++++ MATERIALS PROVIDED ++++
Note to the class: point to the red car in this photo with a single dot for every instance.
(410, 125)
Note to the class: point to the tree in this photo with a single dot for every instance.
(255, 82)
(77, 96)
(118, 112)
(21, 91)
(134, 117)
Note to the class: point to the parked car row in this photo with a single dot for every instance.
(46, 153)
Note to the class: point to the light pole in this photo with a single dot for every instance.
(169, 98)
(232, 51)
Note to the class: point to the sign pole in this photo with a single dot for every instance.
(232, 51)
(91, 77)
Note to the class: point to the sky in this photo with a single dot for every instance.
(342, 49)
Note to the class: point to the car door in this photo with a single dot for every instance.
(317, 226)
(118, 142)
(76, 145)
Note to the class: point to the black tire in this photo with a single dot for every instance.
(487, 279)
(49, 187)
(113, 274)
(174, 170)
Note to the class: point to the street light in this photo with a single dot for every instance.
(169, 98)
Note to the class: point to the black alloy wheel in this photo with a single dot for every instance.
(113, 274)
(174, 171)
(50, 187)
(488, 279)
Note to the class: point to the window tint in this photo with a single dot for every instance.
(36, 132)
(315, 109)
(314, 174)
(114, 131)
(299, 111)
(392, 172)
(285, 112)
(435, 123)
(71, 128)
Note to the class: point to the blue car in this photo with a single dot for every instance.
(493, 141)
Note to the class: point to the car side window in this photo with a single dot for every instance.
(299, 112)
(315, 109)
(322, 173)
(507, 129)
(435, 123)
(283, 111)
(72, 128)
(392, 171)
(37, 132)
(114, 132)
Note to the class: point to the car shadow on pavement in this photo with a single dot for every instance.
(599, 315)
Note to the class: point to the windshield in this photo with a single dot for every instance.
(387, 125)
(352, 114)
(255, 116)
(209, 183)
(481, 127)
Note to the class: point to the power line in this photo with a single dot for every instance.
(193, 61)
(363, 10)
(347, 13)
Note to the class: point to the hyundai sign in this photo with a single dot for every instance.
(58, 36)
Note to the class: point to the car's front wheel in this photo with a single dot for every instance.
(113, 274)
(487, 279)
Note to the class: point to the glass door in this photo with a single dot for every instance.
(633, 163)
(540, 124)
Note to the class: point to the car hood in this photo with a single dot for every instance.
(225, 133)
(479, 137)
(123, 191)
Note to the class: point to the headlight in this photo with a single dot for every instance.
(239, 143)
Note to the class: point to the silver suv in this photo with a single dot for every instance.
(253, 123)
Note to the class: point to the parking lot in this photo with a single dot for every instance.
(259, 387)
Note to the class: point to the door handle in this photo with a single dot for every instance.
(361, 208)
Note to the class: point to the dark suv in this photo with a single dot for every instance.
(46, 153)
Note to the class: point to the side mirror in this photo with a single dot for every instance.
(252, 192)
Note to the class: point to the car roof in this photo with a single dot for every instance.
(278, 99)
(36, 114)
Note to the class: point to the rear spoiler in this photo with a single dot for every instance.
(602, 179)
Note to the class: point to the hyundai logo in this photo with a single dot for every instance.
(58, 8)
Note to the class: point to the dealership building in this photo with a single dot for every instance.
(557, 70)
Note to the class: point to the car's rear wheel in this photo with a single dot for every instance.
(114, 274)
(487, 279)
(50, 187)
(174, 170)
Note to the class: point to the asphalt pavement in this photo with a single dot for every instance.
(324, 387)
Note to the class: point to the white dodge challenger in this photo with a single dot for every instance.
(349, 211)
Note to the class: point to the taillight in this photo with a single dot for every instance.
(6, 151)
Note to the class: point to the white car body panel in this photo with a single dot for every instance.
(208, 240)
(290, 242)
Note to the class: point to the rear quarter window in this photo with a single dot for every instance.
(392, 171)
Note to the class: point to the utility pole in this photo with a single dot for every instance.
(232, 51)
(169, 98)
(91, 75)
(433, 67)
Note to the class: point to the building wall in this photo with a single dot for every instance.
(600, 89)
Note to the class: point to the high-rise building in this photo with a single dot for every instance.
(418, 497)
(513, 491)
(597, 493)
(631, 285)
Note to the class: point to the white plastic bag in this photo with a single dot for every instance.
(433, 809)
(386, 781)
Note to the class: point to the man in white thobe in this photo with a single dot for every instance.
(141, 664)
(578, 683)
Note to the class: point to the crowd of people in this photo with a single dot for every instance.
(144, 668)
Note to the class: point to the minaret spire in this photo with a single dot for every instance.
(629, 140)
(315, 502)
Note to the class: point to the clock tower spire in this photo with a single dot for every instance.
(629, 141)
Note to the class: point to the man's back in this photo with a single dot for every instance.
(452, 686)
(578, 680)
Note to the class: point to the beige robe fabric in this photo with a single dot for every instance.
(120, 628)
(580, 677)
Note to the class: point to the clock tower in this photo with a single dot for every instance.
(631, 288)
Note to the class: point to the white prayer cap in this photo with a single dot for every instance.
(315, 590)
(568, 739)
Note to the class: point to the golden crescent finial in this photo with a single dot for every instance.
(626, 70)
++++
» TASK BRIEF
Please output the entries above, every line exactly as it reads.

» SOLVED EXERCISE
Note to the class: point to the red car in this photo with a single dot for every instance.
(410, 125)
Note to the class: point to the tree in this photo with a single dot for every instance.
(255, 82)
(77, 96)
(118, 112)
(21, 91)
(134, 117)
Note to the class: point to the parked car row in this photo with a single dot for every instance.
(46, 153)
Note to the class: point to the light pole in this photo with a single dot for every instance.
(169, 98)
(232, 51)
Note to the class: point to the sign pole in this photo with a single dot for every instance.
(232, 51)
(91, 77)
Note to the class: point to the sky in this photo with a single dot for every instance.
(342, 49)
Note to the class: point to the car door in this photo with a single dot for every instance.
(317, 226)
(118, 142)
(76, 145)
Note to the class: point to the black tire in this photo with a single dot for every instance.
(487, 279)
(49, 187)
(113, 274)
(174, 170)
Note to the class: point to the street light in this photo with a single dot for every instance.
(169, 98)
Note to the class: point to the black alloy wheel in this photo with a single dot for every instance.
(113, 274)
(174, 171)
(50, 187)
(488, 279)
Note to the class: point to the window tint in this photo with a single dot for every instance.
(36, 132)
(315, 109)
(314, 174)
(114, 131)
(299, 111)
(392, 172)
(285, 112)
(435, 123)
(71, 128)
Note to the class: point to the blue car in this photo with a single dot for every instance.
(493, 141)
Note to the class: point to the car side window in this photo with a single dot for every instance.
(299, 112)
(315, 109)
(322, 173)
(507, 129)
(435, 123)
(283, 111)
(72, 128)
(392, 171)
(37, 132)
(114, 132)
Note to the class: point to the car shadow on pavement in this photo with a single dot for every instance.
(599, 315)
Note to the class: point to the windshield in this photo with a single dot for every instance.
(387, 125)
(352, 114)
(255, 116)
(209, 183)
(481, 127)
Note to the class: point to the power line in this photo with a single dot for every instance.
(193, 61)
(363, 10)
(347, 13)
Note to the class: point to the hyundai sign in this photo with a single dot for every instance.
(58, 36)
Note to the class: point to the car's front wheel in this photo with a single dot for every instance.
(113, 274)
(487, 279)
Note to the class: point to the glass door in this photo with a single dot for every instance.
(633, 163)
(540, 124)
Note to the class: point to the car hood in this photo with a single dot for every instance.
(225, 133)
(479, 137)
(123, 191)
Note to the class: point to the headlight in this photo with a single dot for every instance.
(239, 143)
Note to the class: point to the silver suv in this photo with a single dot for every instance.
(253, 123)
Note to the class: point to the parking lot in this photo with a single dot for every instance.
(259, 387)
Note to the class: point to the door handle in this photo with a single dot for every instance.
(361, 208)
Note to the class: point to the dark suv in this photo with a single dot for every instance.
(46, 153)
Note to the class: point to the side mirror in this photo with a single dot for every instance.
(252, 192)
Note to the class: point to the car roof in this photo with a single dot for every instance.
(278, 99)
(36, 114)
Note to the class: point to the rear spoiler in this photo with a single dot for every instance.
(602, 179)
Note to the class: point to the hyundai logo in this photo with a single dot for every instance.
(58, 8)
Note to the class: point to the dealership building in this photo with a single dot for every instance.
(557, 70)
Note to the class: point to the car's rear wheel in this photo with a single dot for every instance.
(114, 274)
(487, 279)
(50, 187)
(174, 170)
Note to the class: point to the asphalt pavement in this photo with a single dot for every instance.
(324, 387)
Note to the class: point to the white dodge challenger in this photo with a single dot for every instance.
(349, 211)
Note to the class: point to the taillight in this photo with a single dot for every instance.
(6, 151)
Note to the class: point to the white car body panel in this photo with a single dot for every instance.
(208, 240)
(290, 242)
Note to the class: point to the rear quarter window in this photo with a single dot for every instance.
(392, 171)
Note to the class: point to the utility pole in this photo with a single dot for every instance.
(232, 51)
(169, 98)
(91, 75)
(433, 67)
Note to the class: point to the building wall in this photo with a single dot for every instance.
(600, 89)
Note to the class: point to the high-rise building in this photo with a single dot for every instance.
(418, 497)
(513, 491)
(597, 493)
(631, 285)
Note to the class: point to the white plastic bag in this photo with a single dot for every instance.
(433, 809)
(386, 781)
Note to the class: point to the man in white thobe in this photo with a single dot for every instance.
(141, 664)
(578, 683)
Note to the class: point to the crowd of people in this photo with a single dot for every instance.
(144, 668)
Note to the class: point to the minaret spire in this photo with a single dot for every instance.
(629, 140)
(315, 502)
Note to the class: point to the clock tower spire in this photo with a single dot for every instance.
(629, 141)
Note to the class: point to the man's back in this photo with a single dot for every instance.
(452, 686)
(578, 680)
Note to the class: point to the beige robe fabric in this photo with a single dot for every instance.
(120, 628)
(580, 677)
Note to the class: point to the clock tower in this photo with a single dot for every instance.
(631, 288)
Note to the class: point to the white prayer cap in this photo with a single dot for every instance.
(315, 590)
(568, 739)
Note to the class: point to the golden crescent finial in this photo with a single dot for every instance.
(626, 70)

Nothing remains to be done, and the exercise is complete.